> [Text excerpt]:
────────────────────────────────────────

# silvering an AL reflector.



## jashhash (Dec 19, 2005)

Im considering making a graphite mold to cast silver reflectors. I have read a bit on mixing chemical solutions to silver glass mirrors but wonder if this method would produce results comparable to vacuum silvering. In anycase, how does one go about getting a reflector silvered.


----------



## HarryN (Dec 21, 2005)

I am not an expert in this area, but there are substantial differences.

In the case of cast metals, there is usually a lot of included oxygen in the surface, which dramatically decreases the reflectivity. It is useful to remember that silver oxide is black, and is used to make the "black" part of black and white film.

When a mirror or reflector are "silvered", usually it is done by evaporating the metal onto the surface under high vacuum conditions. Performed this way, the surface is initially nearly free of oxide. If left exposed, it will oxidize (regardless of which metal is used) so it is often overcoated with a thin protection of silicon oxide. Mirrors of course have the reflective coating on the "back" and reflectors have the coating on the "front".

If you want to make such a reflector yourself, I would consider using Chrome plating technques, or a shop that does chrome plating. It is also worth noting that after putting all of these fancy coatings on reflectors, many people end up dramatically decreasing the reflectivity of the reflectors anyway with all kinds of texturing.

I assume you have already considered Carly Lamps for their off the shelf reflectors. If you just need an uncoated one, their's are not a bad place to start. I think they have a $ 50 min order.

If you actually are casting the mirror out of silver, it might be possible to polish it enough to be quite reflective for a few days, so the challenge then is to find a protective coating.


----------



## Nubo (Dec 21, 2005)

Not sure if you mean to cast solid silver reflectors, or cast in Pyrex and silverize the glass?

────────────────────────────────────────

> [Given entries]:
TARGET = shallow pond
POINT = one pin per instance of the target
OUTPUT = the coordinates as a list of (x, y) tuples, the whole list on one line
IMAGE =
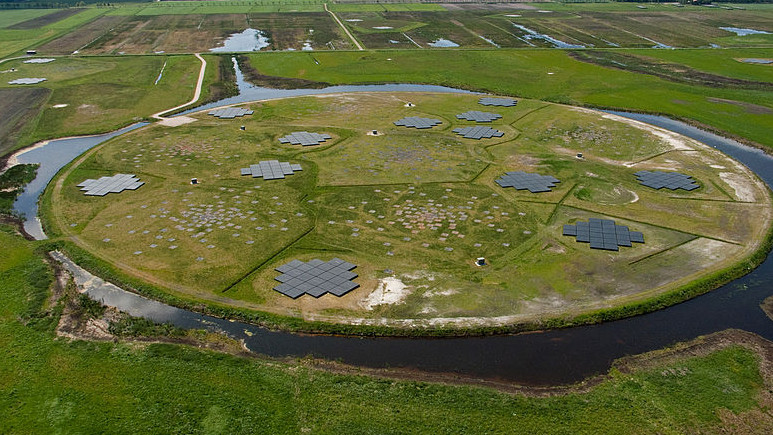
[(248, 40), (540, 358), (443, 43)]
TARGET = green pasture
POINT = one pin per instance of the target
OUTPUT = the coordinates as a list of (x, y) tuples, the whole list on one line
[(724, 62), (104, 93), (542, 74), (57, 385), (418, 205), (14, 41)]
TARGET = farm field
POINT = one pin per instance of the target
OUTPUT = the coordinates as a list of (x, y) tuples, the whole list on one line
[(197, 26), (542, 74), (90, 95), (474, 26), (56, 384), (412, 209)]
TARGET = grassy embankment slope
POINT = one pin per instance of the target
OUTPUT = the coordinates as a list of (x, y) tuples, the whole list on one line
[(101, 94), (22, 30), (50, 384), (545, 74), (368, 199)]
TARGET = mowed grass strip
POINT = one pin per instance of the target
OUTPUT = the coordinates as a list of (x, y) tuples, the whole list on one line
[(412, 208), (105, 93), (542, 74)]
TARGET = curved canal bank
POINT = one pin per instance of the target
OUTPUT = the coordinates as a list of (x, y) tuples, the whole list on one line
[(541, 358)]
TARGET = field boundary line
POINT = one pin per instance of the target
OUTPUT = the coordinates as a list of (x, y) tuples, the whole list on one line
[(348, 33), (663, 250), (196, 93)]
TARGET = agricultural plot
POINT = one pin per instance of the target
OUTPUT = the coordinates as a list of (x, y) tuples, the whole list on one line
[(495, 27), (15, 18), (412, 209), (301, 31)]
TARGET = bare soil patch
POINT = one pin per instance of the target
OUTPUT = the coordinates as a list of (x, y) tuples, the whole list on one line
[(701, 346), (85, 36), (254, 76), (17, 107), (755, 109), (45, 20)]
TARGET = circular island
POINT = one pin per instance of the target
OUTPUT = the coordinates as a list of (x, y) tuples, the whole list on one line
[(461, 213)]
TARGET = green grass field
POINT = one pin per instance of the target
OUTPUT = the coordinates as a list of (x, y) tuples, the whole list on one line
[(16, 41), (52, 384), (542, 74), (412, 208), (104, 93), (11, 17)]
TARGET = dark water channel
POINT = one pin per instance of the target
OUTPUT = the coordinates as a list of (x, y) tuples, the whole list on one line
[(52, 157), (541, 358)]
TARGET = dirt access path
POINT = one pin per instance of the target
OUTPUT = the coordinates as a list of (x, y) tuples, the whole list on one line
[(179, 120)]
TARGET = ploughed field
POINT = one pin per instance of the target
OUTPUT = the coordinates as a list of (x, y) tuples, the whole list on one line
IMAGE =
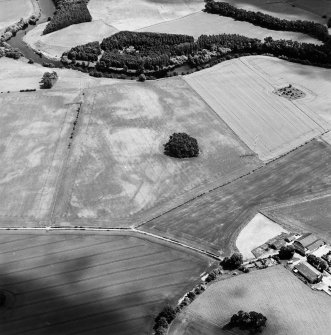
[(243, 97), (290, 306), (213, 220), (311, 214), (117, 169), (34, 129), (89, 284)]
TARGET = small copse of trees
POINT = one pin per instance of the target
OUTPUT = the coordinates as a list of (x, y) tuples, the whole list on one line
[(233, 262), (68, 12), (252, 321), (181, 145)]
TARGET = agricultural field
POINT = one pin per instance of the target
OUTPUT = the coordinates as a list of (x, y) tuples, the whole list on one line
[(19, 75), (11, 11), (243, 97), (53, 45), (275, 292), (118, 169), (214, 220), (308, 215), (124, 15), (210, 24), (34, 132), (108, 283), (257, 231), (302, 9), (313, 80)]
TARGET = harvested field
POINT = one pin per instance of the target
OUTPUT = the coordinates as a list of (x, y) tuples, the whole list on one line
[(11, 11), (309, 215), (274, 292), (90, 284), (314, 81), (209, 24), (243, 97), (258, 231), (214, 220), (53, 45), (18, 75), (118, 168), (34, 132), (284, 9), (123, 15)]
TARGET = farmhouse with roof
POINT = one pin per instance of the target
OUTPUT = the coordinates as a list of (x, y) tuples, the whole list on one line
[(307, 243), (308, 272)]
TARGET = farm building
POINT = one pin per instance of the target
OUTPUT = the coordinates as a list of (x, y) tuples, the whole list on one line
[(309, 272), (307, 243)]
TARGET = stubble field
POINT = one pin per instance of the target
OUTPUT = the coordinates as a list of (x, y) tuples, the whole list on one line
[(90, 284), (33, 145), (311, 214), (118, 168), (270, 125), (290, 306), (214, 220)]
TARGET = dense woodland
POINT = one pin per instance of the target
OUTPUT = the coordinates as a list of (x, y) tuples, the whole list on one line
[(313, 29), (68, 12)]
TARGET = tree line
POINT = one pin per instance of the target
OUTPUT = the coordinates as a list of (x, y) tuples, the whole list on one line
[(311, 28), (68, 12)]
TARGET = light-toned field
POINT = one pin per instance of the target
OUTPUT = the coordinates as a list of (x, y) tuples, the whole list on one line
[(34, 135), (19, 75), (124, 15), (283, 9), (258, 231), (214, 220), (314, 80), (90, 284), (311, 214), (53, 45), (11, 11), (209, 24), (243, 97), (118, 168), (290, 306)]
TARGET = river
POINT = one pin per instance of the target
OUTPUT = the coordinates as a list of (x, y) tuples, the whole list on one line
[(47, 10)]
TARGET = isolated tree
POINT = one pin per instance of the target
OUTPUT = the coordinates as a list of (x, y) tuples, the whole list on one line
[(252, 321), (233, 262), (181, 145), (286, 252)]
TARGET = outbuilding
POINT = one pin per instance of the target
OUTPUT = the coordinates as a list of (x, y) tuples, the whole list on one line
[(308, 272)]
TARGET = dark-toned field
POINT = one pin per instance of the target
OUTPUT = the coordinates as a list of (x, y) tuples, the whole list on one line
[(90, 284), (312, 215), (213, 220), (118, 170)]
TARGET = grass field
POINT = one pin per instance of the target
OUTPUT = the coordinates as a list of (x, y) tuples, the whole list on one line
[(90, 284), (309, 215), (33, 144), (270, 125), (209, 24), (213, 220), (118, 168), (290, 306), (258, 231), (124, 15), (53, 45), (11, 11)]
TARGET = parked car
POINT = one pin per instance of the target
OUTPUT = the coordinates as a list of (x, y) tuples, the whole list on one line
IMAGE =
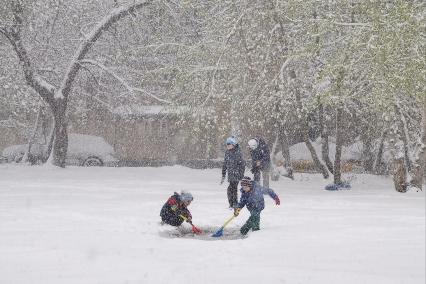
[(83, 150)]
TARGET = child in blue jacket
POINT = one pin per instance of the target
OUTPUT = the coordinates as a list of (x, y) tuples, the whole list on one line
[(252, 197)]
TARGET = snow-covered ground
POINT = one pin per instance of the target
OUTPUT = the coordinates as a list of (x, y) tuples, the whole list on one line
[(101, 225)]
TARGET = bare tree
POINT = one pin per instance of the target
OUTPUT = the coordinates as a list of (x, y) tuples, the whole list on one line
[(57, 97)]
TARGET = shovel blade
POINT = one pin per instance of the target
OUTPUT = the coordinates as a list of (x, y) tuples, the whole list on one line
[(219, 233)]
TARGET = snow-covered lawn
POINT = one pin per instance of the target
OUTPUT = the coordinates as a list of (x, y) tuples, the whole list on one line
[(101, 225)]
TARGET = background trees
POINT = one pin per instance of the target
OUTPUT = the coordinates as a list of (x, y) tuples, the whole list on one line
[(339, 71)]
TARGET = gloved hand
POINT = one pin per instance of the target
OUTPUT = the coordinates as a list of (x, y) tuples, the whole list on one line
[(237, 211), (277, 200)]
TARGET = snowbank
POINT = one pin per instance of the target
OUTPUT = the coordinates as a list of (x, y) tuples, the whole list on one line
[(101, 225)]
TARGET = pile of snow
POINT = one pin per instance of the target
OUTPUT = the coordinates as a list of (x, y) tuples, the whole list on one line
[(93, 145), (299, 151), (102, 225), (149, 110)]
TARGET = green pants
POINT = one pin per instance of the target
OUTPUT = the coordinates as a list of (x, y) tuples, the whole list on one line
[(252, 223)]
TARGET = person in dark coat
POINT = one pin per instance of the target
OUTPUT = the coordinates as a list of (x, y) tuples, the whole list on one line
[(260, 159), (252, 197), (234, 165), (175, 210)]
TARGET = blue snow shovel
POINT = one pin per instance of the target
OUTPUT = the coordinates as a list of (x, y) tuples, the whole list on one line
[(219, 232)]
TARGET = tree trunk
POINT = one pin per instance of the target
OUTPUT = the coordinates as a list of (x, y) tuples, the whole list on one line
[(398, 163), (404, 135), (60, 144), (368, 157), (285, 147), (29, 157), (419, 167), (324, 140), (57, 98), (305, 129), (399, 175), (339, 146), (379, 166)]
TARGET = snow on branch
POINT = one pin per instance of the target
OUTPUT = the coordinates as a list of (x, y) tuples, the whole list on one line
[(116, 15), (122, 81), (13, 34)]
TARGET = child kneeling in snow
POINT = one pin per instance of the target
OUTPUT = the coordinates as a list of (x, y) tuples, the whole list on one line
[(252, 197), (175, 210)]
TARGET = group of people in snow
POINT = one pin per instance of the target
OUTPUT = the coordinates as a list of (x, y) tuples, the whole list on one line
[(175, 211)]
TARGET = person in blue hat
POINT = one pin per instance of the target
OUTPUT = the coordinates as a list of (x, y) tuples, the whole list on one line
[(234, 165), (252, 198), (175, 211)]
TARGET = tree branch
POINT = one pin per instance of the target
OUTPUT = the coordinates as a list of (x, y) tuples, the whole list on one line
[(84, 48), (122, 81)]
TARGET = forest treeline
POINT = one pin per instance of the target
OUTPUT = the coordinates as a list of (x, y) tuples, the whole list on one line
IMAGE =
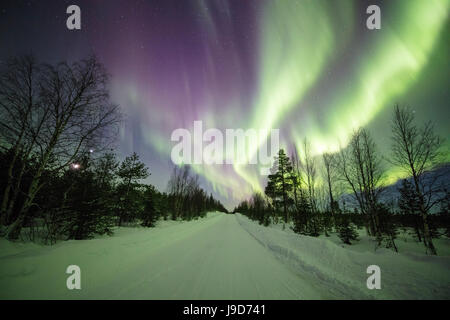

────────────────────────────────────────

> [Written tasks]:
**1.** Rewrite the entries as a two-column CSV with the headers label_query and pin_coordinates, one row per entry. Cover everything from the line containing "TARGET = background trees" down to the line containing "[(252, 223)]", putting each entry's text and its answer in their own quoted fields with line breaks turned into spaces.
**2.** Extend the forum discussion on silvering a reflector beyond its last post.

> [Answers below]:
**1.**
label_query,pin_coordinates
"TARGET = background trees POINT = one pin per instance of the target OUTPUT = the coordinates as a list of (x, y) tuples, the whole list on one line","[(339, 71)]"
"TARGET = gloved hand POINT = one pin per instance of the target OUTPUT = the coordinates as a list of (x, y) tuples, the whole list on one line","[(237, 211), (277, 200)]"
"TARGET = snowbank POINT = one pin per instance of the target OUTPUT = the coordinates as a list of (x, y) tuples, the whole list on one line","[(101, 225)]"
"TARGET = pile of snow POINT = one pin per instance of the target OUTPUT = the coordinates as a list of (x, y) tuples, the whole list on one line","[(93, 145), (299, 151), (102, 225), (149, 110)]"
"TARGET = green pants POINT = one pin per instance of the target OUTPUT = the coordinates as a list of (x, y) tuples, the whole list on one line","[(252, 223)]"

**2.**
Amtateur telescope makers produce perfectly serviceable reflectors by DIY silvering ("cold silvering") of glass mirrors. Polished silver is a great reflector; better than Aluminum, iirc. Of course, for a limited time only... 

http://www.textfiles.com/science/silver.txt


----------



## jashhash (Dec 22, 2005)

Would this cold silvering technique work for makeing reflectors?


----------



## Nubo (Dec 22, 2005)

jashhash said:


> Would this cold silvering technique work for makeing reflectors?


 
I would think so, if you are starting out with a clean pyrex glass "reflector". Telescope mirrors are, after all, parabolic reflectors. A flashlight reflector is just a steeper parabola. Since the article mentions you can have the telescope mirror facing either up or down, it doesn't seem that you'd have to worry about "catching" a precipitate on the steeply curved glass. Sounds like it is just attracted. Also, you wouldn't have to worry much about a too-thick coating like the telescope guys are. They have to be concerned with optical precision of a fraction of a wavelength. I think you could go with a thicker coating, which would give you more service life, assuming you are going to be polishing it once in a while. I don't have any idea how long it would take to tarnish given that it's right next to a heat source. I'm pretty sure I've read that old headlights used silvered reflectors and polishing was a maintenance item.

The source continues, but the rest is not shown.